(Dataset items)
** BEGIN **
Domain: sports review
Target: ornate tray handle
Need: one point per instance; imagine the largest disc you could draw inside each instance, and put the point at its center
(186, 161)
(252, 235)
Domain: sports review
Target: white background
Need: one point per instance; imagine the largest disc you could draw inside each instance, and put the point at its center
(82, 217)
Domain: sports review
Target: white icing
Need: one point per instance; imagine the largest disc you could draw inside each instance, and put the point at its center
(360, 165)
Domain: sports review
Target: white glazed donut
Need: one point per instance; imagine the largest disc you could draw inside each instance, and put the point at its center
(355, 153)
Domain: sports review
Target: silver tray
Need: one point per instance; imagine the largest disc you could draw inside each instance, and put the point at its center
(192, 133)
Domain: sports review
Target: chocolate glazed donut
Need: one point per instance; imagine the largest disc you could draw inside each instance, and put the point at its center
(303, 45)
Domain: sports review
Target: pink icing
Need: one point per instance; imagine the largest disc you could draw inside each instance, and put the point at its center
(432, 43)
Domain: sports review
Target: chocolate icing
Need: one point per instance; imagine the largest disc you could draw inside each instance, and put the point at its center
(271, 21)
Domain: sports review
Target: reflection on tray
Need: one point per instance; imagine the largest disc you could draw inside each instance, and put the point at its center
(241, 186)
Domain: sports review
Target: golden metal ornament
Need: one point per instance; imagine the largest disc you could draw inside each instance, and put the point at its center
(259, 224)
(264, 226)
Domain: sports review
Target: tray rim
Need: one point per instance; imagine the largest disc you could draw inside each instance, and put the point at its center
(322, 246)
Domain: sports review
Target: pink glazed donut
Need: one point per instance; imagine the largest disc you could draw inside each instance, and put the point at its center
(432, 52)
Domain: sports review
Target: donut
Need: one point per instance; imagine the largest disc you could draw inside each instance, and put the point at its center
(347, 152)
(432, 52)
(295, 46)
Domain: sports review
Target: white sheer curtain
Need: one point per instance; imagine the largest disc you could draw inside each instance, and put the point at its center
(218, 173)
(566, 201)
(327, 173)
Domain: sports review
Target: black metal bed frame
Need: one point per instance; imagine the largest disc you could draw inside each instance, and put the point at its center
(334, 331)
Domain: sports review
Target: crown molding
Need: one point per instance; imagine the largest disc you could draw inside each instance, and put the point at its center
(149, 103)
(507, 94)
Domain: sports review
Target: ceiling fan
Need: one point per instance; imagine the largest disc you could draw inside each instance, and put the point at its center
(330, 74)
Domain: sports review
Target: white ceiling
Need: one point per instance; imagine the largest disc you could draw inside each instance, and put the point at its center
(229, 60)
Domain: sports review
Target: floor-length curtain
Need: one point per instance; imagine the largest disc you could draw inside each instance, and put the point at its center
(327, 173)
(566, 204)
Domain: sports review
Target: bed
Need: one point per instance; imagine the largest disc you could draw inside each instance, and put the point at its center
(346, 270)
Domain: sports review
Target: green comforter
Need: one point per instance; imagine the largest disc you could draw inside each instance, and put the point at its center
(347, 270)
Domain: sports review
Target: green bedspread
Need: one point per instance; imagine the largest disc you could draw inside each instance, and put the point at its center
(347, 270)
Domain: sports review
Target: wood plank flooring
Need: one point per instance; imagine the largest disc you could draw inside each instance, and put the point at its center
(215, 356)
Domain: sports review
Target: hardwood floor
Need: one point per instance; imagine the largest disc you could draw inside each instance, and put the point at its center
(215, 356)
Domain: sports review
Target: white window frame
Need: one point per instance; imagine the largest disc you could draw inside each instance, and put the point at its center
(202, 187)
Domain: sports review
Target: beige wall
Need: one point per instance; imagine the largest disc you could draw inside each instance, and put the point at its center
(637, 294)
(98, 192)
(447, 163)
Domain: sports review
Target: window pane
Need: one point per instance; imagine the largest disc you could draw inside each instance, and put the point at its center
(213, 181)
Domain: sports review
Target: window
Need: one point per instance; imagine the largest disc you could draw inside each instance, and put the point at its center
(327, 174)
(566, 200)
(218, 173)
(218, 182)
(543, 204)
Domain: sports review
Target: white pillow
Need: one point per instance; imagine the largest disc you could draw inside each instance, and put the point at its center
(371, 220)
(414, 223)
** END **
Written problem:
Return all of the data exactly as it reads.

Worked answer:
Domain: sports review
Target: ornate tray handle
Need: one point per instance; imagine the largest disc you could draw inside each instance, and put the point at its center
(186, 161)
(252, 235)
Domain: sports review
Target: white background
Need: one point per instance; imagine the largest disc you could draw inside each instance, and put the point at its center
(82, 217)
Domain: sports review
Target: white icing
Need: one point per instance; imagine the largest disc you could draw inside each instance, and put the point at its center
(360, 165)
Domain: sports review
Target: white glazed donut
Need: one point per instance; imagine the largest disc you could draw inside each instance, and put the point at its center
(355, 153)
Domain: sports review
Target: silver tray
Need: one point per instance; imagine the largest disc you could draw inside each instance, and put the point at its center
(192, 133)
Domain: sports review
Target: chocolate glazed donut
Need: one point per instance; imagine the largest disc you could draw inside each instance, and put the point at its center
(303, 45)
Domain: sports review
Target: pink icing
Need: one point per instance; imagine the largest disc you could draw inside each instance, and put the point at its center
(432, 43)
Domain: sports review
Target: chocolate icing
Need: one point per instance; imagine the largest disc you could draw inside each instance, and put the point at its center
(271, 21)
Domain: sports review
Target: reflection on tray
Need: one point per instance; imagine the largest disc you could draw inside each instance, and put the point at its center
(241, 186)
Domain: sports review
Target: golden metal ornament
Need: one point per instance; imagine the largest disc you could draw inside each instance, and put the point at its center
(259, 224)
(264, 226)
Domain: sports review
Target: tray rim
Need: one point per instance; imagine the largest disc you could draw inside each instance, and put the point at its center
(322, 246)
Domain: sports review
Target: pink glazed donut
Need: one point per instance; imagine the largest disc you could draw inside each instance, and put the point at its center
(432, 52)
Domain: sports review
Target: donut
Need: one point per instance; imagine the largest disc you could draw inside each instance, and put the point at its center
(347, 152)
(432, 52)
(295, 46)
Domain: sports review
Target: white sheer curtain
Need: one point per instance; imagine the largest disc you could draw inside each instance, and put the point at its center
(218, 173)
(566, 201)
(327, 173)
Domain: sports review
Target: black metal bed frame
Need: one point per instance; imagine the largest disc you could draw inside each instance, and put the point at its center
(334, 331)
Domain: sports review
Target: crown molding
Need: one point per instance; imagine the largest disc you could draw inside each instance, and put the point at its center
(149, 103)
(507, 94)
Domain: sports review
Target: ceiling fan
Need: one point per instance; imagine the largest disc you could draw inside each instance, and put the point at its center
(330, 74)
Domain: sports review
Target: white ceiling
Need: one point per instance; imagine the largest disc you could draw inside each instance, and put the point at its center
(229, 60)
Domain: sports review
Target: floor-length curtain
Need: one point per instance; imagine the largest disc you could draw inside each instance, and put the point at its center
(327, 173)
(566, 204)
Domain: sports review
Target: bed
Need: one point per instance; imagine the largest disc you could draw inside each instance, and put the point at its center
(346, 270)
Domain: sports review
Target: green comforter
Need: one point per instance; imagine the largest disc you could draw inside each instance, and put the point at its center
(347, 270)
Domain: sports review
Target: green bedspread
Need: one point per instance; imagine the largest disc you could draw inside each instance, and put the point at its center
(347, 270)
Domain: sports review
Target: wood plank flooring
Need: one point per instance; imagine the largest disc you could draw inside each instance, and put the point at its center
(215, 356)
Domain: sports review
Target: hardwood floor
Need: one point per instance; imagine the largest disc you could draw inside each instance, and put the point at its center
(215, 356)
Domain: sports review
Target: white window frame
Need: one point per instance; imagine the largest disc you could draw inside each instance, and put the point at its center
(202, 187)
Domain: sports review
Target: beige wall
Need: one point per instance; imagine the largest disc you could draw inside each instance, and put the point at its center
(637, 294)
(98, 192)
(447, 163)
Domain: sports review
Target: window pane
Need: one point per instance; imagine the largest disc you could draw inside each instance, and put the point at its center
(213, 181)
Domain: sports review
Target: window
Need: one point per instance; imagine the largest disc you could draw inside each instance, and put the point at its center
(327, 174)
(566, 200)
(218, 173)
(218, 182)
(543, 204)
Domain: sports review
Target: white pillow
Need: one point per instance; imagine the largest disc you could draw inside each instance, and put the point at its center
(371, 220)
(414, 223)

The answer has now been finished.